▸ **Document passage**:
Peer-to-Peer Distribution. In case of Peer-to-Peer distribution [3], a popular bit-torrent protocol [4] is used to distribute VMI to corresponding compute nodes. Using this technique, a torrent file is generated comprising of the URL of the tracker node storing the VMI. Furthermore, the storage node executes the seeder module, to which bit-torrent client started on specific compute nodes across multiple cloud providers interface with. To this end, the compute nodes connect to the tracker using URL and seed images from the host storage node completing efficient transmission.

4 Discussion

In this section, we summarize the main features of three Image repository systems surveyed in Sect. 2. We lead our discussion further by focusing on system-wise decision rationales and possible future research directions.

4.1 Summary

In terms of typical storage systems, the systems we overviewed does provide basic functionalities including upload, store and update VMI. On one hand, VMRC provisions indexing of images via Catalog functionality, while Amazon allows publish/share of VMIs with respect to appropriate authorization in each case. Although, the discussed production systems qualify for the VMI storage functionality, none of them provide service to facilitate interoperability of images over multiple cloud providers. As mentioned, Openstack Glance and Amazon comprise of proprietary image repository, while VMRC doesnt contribute to interoperability issue, instead has a unique VM matchmaking service for sharing of images. Moreover, the locally centralized architectural model of defined systems inhibit scalable image distribution and hence amounts to delayed VM provisioning. Specifically, the current state of the art in consideration with these respective systems represents a wide gap compared to the possible state of the art for VMI Repository and Distribution models for federated clouds.

4.2 Possible Directions and Open Issues

Based on the survey of studied systems and possible state of the art presented in the paper, we propose visions on directions and open issues. One of the promising orientation in this domain, in our view, is interoperability and portability support of VMIs over multiple providers by image repositories. This is particularly important to realise the Cloud IaaS as an all-inclusive paradigm. One way of enhancing interoperability lies in the managment of images by introducing the vendor lock-in objective in consideration to trade-off establishment with QoS cloud metrics and providing a set of optimal solutions to the user with image store options to avoid vendor lock-in. This would require extensive analysis of metadata informations of specific VMIs including funtional descriptions and requirements. An another way of solving interoperability lies in VM contextualization, where VMIs stored functional fragments can be assembled by minimal virtual machines running at destination cloud sites with specific requirements.

▸ **Parts of the exercise**:
1) In one to three sentences, explain why the passage on virtual machine image repositories says the surveyed systems lead to delayed VM provisioning.
2) Continue the passage on virtual machine image repositories from its final sentence.

(Collected data entries)

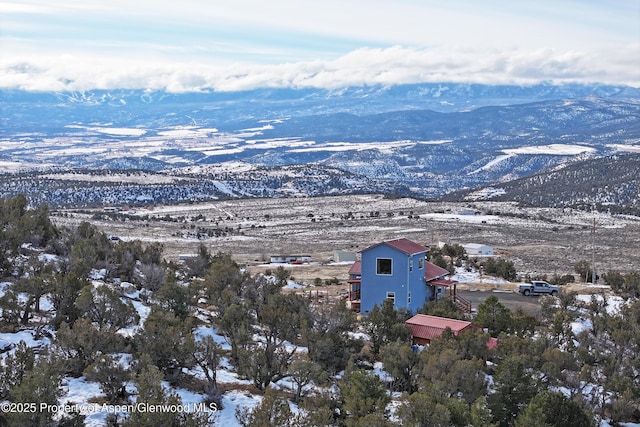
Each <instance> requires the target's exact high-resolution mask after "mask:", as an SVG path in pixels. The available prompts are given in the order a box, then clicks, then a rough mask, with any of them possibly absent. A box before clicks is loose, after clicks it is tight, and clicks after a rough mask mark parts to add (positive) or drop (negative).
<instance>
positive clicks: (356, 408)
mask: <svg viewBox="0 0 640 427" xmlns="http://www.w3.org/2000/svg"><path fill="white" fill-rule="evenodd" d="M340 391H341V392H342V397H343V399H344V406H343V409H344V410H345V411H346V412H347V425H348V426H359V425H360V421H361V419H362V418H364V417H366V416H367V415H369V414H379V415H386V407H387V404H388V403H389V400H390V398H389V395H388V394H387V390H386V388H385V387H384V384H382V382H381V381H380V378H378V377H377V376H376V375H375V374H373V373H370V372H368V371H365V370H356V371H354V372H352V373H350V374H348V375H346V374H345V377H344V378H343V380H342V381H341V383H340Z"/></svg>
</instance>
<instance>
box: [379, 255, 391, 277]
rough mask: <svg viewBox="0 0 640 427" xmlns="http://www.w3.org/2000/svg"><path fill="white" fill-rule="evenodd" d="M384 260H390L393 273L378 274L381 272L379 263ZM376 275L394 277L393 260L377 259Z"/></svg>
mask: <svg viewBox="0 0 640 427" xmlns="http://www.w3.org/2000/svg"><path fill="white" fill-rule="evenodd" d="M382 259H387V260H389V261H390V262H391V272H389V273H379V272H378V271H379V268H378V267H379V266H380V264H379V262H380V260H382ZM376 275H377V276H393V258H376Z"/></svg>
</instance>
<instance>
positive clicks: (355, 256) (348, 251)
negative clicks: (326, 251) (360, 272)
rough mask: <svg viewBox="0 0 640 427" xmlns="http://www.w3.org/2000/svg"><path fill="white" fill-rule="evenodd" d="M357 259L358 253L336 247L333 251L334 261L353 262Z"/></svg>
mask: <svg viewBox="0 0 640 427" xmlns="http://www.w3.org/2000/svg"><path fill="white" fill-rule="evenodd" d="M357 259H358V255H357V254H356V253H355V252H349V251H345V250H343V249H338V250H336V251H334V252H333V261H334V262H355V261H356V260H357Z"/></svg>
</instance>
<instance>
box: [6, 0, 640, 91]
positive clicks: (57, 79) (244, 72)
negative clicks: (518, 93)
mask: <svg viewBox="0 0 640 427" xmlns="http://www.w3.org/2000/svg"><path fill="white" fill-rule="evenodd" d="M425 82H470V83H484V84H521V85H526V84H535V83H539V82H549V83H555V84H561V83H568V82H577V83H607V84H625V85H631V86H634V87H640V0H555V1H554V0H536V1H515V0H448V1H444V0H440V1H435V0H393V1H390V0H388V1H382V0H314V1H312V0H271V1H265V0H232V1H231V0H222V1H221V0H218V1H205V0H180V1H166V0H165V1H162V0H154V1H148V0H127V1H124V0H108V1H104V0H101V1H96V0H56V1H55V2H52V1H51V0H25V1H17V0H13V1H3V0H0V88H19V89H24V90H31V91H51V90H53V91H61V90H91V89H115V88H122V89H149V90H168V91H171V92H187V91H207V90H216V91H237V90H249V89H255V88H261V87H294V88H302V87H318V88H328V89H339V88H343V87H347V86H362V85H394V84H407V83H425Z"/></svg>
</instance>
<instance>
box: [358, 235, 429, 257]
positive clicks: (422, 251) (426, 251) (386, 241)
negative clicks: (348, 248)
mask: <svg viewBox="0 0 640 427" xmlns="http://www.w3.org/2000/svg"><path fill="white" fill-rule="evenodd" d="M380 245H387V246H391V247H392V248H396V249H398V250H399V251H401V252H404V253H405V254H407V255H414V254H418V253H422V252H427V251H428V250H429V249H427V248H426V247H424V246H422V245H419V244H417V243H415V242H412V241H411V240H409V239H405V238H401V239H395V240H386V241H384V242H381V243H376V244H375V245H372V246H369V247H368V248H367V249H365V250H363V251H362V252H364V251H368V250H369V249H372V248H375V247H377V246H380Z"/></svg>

...

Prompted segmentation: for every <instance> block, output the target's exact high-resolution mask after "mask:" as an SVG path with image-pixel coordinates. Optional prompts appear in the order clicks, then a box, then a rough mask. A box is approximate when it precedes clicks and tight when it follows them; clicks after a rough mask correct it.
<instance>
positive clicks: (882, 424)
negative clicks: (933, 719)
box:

--

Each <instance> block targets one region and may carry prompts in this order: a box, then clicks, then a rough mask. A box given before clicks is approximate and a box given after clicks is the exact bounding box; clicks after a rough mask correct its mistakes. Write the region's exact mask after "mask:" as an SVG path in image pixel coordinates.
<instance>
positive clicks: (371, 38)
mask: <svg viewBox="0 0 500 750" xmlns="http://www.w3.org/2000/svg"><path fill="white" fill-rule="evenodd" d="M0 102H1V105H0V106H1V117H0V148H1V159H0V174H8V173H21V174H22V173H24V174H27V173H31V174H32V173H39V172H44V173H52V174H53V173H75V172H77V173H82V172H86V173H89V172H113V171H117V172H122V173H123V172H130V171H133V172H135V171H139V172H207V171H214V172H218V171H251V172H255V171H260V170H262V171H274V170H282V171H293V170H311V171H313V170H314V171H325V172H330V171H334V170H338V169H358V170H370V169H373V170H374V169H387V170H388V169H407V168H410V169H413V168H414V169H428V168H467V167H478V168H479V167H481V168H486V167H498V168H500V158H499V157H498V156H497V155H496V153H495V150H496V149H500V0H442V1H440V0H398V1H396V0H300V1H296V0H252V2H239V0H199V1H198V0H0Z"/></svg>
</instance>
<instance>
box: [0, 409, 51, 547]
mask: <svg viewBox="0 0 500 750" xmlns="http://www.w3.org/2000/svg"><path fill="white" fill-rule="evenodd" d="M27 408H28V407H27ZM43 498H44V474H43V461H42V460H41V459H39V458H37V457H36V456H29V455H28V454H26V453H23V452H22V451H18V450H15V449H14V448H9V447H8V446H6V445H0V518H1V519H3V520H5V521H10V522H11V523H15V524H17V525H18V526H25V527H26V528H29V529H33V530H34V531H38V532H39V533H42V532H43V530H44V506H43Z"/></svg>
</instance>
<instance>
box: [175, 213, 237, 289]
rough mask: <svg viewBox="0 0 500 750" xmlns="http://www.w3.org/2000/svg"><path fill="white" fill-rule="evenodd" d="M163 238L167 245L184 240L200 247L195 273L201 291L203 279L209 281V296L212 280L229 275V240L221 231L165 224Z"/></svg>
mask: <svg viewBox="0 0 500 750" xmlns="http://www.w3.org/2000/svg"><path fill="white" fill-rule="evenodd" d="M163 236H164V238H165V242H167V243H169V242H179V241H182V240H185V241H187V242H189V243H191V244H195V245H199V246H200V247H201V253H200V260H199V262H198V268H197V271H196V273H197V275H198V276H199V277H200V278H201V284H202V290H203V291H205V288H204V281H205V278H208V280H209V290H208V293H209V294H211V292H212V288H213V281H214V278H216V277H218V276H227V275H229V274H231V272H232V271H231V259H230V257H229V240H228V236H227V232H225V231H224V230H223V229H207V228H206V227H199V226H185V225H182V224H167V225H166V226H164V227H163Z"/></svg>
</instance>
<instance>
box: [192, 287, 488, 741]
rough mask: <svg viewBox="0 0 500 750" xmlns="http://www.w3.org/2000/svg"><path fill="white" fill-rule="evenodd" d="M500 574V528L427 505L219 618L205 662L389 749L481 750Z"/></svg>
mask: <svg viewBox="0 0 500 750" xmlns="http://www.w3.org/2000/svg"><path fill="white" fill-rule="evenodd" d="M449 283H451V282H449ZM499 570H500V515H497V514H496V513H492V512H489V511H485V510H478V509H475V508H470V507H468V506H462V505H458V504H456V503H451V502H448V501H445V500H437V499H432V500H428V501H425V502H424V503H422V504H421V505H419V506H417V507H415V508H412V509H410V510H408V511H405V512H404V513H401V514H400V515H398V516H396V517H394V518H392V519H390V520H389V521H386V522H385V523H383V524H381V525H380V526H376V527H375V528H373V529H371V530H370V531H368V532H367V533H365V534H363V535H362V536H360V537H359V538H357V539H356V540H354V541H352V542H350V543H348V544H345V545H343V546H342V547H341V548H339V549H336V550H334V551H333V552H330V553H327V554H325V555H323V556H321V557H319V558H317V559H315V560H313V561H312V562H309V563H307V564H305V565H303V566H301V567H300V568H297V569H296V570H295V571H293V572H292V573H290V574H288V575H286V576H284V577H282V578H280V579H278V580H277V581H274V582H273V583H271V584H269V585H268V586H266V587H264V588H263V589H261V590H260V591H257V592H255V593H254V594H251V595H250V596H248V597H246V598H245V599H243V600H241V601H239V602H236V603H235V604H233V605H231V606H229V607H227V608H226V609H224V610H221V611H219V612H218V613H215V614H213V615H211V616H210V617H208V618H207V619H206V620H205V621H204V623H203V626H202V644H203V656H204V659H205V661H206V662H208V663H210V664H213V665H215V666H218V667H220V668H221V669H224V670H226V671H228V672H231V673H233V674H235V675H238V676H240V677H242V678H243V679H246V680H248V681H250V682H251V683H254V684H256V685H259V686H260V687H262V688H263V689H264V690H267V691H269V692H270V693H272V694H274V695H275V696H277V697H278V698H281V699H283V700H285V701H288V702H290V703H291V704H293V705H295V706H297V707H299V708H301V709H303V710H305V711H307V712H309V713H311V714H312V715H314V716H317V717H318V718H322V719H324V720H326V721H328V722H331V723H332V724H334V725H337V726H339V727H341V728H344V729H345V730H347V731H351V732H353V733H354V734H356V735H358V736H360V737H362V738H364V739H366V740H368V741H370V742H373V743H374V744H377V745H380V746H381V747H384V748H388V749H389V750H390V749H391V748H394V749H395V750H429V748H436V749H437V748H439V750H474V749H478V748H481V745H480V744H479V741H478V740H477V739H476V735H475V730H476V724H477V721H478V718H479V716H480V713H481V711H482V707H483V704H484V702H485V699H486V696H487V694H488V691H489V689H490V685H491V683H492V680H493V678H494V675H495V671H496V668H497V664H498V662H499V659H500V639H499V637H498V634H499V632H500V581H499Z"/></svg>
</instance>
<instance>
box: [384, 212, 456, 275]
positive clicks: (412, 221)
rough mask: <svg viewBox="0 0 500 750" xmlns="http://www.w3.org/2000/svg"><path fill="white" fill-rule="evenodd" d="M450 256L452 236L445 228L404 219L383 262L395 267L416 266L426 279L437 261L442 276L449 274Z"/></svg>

▸ **Response list**:
1) The surveyed systems share a locally centralized architectural model. This model inhibits scalable distribution of images, which in turn delays VM provisioning.

2)
Secondly, VMI repository is required to enforce optimization techniques for VMI replica management over the distributed repository to enhance the distribution of images for rapid VM provisioning. In particular, the distribution techniques and its application in different cloud environments, to be precise within same and cross cloud networks is needed to be included as an optimization objective.

5 Conclusion

VMI Repository systems and distribution mechanisms attibuted to underlying VMI characteristics is a promising and essential research area. However, there is a need to look beyond the typical storage systems with regard to VMI operational boundaries in terms of efficient distribution and VM provisioning. Henceforth, realizing IaaS as a cloud service beyond a specific provider. In this regard, we discussed the possible state of the art in VMI Repository and Distribution models. We pointed out various factors to define a design space for image repository and prior contributing scenarios to federated infrastructure. We also compared three representative image repository systems identiying the existing gap between current state of the art and the possible design space. Hence, highlighting some of the open issues and possible future directions, including VMI management as a repository service for enhanced distribution, image interoperability support across multiple providers.